> _Stated exercise_
Please copy the items below, changing every "laid out like this sample" to "formatted like this sample" and keeping everything else the same. Omit the pictures from your copy.

━━━━━ Records provided

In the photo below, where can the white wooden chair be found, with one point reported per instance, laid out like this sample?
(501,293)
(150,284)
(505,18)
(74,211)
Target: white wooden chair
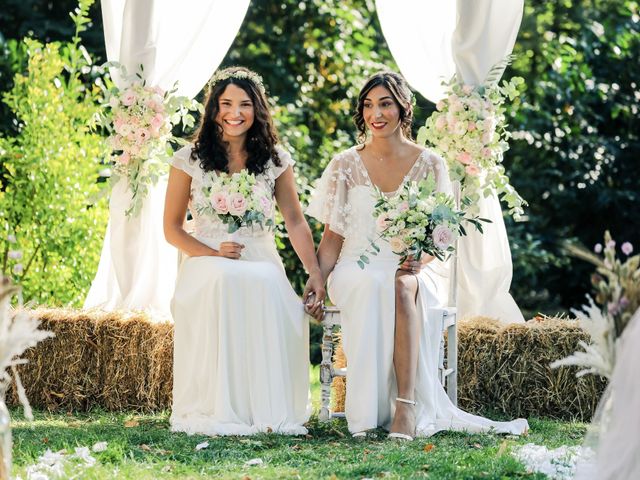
(448,367)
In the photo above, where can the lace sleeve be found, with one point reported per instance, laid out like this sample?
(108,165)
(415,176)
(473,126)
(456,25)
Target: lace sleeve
(330,199)
(441,173)
(285,161)
(182,160)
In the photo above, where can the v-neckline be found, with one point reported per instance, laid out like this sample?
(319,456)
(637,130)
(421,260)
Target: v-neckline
(404,178)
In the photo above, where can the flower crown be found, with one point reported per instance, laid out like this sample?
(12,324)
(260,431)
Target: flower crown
(238,74)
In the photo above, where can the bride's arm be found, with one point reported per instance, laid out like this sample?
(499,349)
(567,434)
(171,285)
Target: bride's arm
(175,211)
(329,251)
(301,238)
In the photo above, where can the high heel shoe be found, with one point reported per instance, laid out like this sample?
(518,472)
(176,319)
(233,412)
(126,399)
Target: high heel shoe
(402,436)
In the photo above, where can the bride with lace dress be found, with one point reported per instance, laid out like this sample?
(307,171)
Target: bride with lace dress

━━━━━━━━━━

> _Result for this task_
In the photo below, where can the white wooden chair be found, with one point reported per instance, formatted like this sample?
(501,293)
(150,284)
(505,18)
(74,211)
Target: white wooden chair
(448,367)
In the photo above, where can the lace sleeve be found, with one point reported per instance, formatted like this sample?
(108,165)
(415,176)
(473,126)
(456,25)
Target: lace sleeve
(330,199)
(441,173)
(285,161)
(182,160)
In the photo above, where can the v-neckline be found, with one point reported per instance, formatted like this sample?
(319,456)
(637,130)
(421,260)
Target: v-neckline
(404,178)
In the photo above, where can the flower crown be found, with one point reported per instance, formatted like this sample?
(12,324)
(260,431)
Target: flower crown
(238,74)
In the photo above, where can the bride's arm be found, with one point reported per instance, formatted like this sample?
(499,349)
(567,434)
(171,285)
Target: bride's arm
(175,211)
(329,251)
(301,238)
In the photo above, where can the high heel shoe be found, with one point reported per instance, formatted like this sample?
(518,472)
(176,319)
(233,412)
(126,399)
Target: high heel shoe
(402,436)
In the photo above, where can the bride with lace dress be found, with one point reported per instance, formatted like this sample?
(307,171)
Target: bride with lace dress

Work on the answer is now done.